TASK DESCRIPTION:
Could you output every line of the entries below verbatim, leaving out the pictures?

* Start *

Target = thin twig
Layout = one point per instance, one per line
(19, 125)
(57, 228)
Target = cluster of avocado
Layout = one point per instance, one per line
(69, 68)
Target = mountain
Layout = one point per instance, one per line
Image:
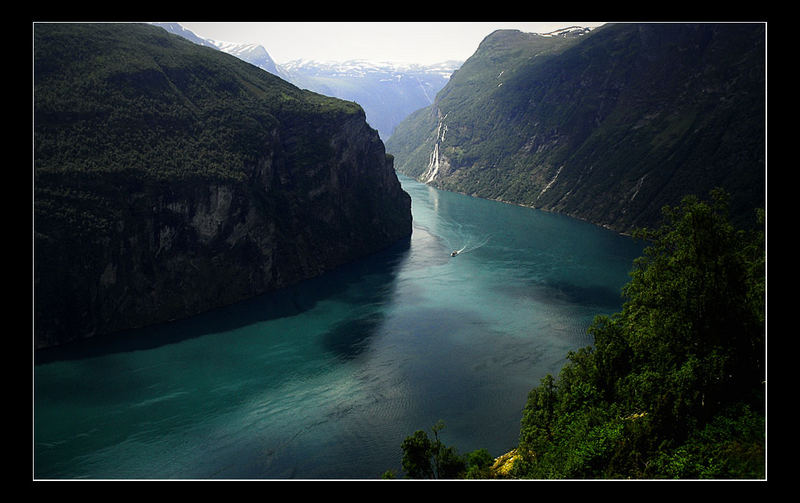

* End *

PROBLEM SOLUTION:
Target = thin twig
Layout = one point per instance, one per line
(19, 125)
(57, 228)
Target = cluster of avocado
Layout = one point per instance, one per line
(69, 68)
Target = mountain
Layout = one point per instance, one per line
Image:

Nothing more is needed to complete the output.